>> start

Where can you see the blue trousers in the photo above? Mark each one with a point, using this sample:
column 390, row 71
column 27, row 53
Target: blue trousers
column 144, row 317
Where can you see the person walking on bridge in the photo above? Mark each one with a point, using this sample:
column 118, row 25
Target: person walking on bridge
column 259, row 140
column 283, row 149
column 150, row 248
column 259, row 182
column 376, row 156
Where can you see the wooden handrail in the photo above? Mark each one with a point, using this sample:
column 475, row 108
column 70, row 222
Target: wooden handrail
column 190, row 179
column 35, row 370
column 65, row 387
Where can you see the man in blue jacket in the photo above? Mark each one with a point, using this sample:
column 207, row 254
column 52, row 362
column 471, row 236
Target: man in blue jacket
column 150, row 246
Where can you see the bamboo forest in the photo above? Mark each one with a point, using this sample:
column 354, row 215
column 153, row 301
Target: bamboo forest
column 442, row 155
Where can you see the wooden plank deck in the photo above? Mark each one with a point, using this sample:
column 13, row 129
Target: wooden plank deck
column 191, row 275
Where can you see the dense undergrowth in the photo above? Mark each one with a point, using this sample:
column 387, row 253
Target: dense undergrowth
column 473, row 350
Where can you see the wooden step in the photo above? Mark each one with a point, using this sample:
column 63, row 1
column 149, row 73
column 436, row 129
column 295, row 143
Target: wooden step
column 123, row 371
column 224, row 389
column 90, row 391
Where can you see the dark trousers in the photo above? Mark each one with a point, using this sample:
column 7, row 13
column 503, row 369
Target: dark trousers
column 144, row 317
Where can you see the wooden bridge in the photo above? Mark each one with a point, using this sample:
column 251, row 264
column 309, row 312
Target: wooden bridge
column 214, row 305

>> end

> [What to work on] Reproduce the records above exactly.

> [Result below]
Where can you see the blue trousers in the photo above? Mark each one with a point, using this sample:
column 390, row 71
column 27, row 53
Target: blue trousers
column 144, row 317
Where can you see the person walking on bridge in the photo above? Mark each one with a point, using this sample:
column 118, row 25
Target: person walking on bridge
column 259, row 140
column 283, row 149
column 150, row 248
column 259, row 182
column 376, row 156
Where can you see the wooden handrail in the photo above? Mark each one with a point, using this sample:
column 475, row 108
column 70, row 222
Target: wooden handrail
column 190, row 179
column 35, row 370
column 65, row 387
Where can you see the man in blue jacket in the photo above? Mark each one with a point, using this sample:
column 207, row 254
column 52, row 362
column 471, row 236
Target: man in blue jacket
column 150, row 246
Where can you see the bamboo forest in the photo above? Mark each one with a point, using this sample:
column 354, row 215
column 153, row 301
Target: bamboo forest
column 442, row 155
Where can you see the wooden plank deck in the photo above? Mark each one with a point, using this sample:
column 13, row 129
Target: wooden plank deck
column 191, row 275
Where can you see the dense undergrowth in the photo above? Mark each one with a point, using this sample:
column 387, row 253
Target: dense undergrowth
column 473, row 350
Where can you see the wooden step in the photo above? Mark each one with a point, using this sample:
column 63, row 1
column 149, row 73
column 436, row 129
column 295, row 143
Target: wooden step
column 123, row 371
column 224, row 389
column 90, row 391
Where can you see the dark trousers in the photo above? Mark each one with a point, using this sample:
column 7, row 13
column 503, row 369
Target: dark trousers
column 144, row 317
Where can you see the wooden bridge in the photo above? Mark each one with a point, using this sample:
column 251, row 264
column 309, row 312
Target: wooden bridge
column 214, row 305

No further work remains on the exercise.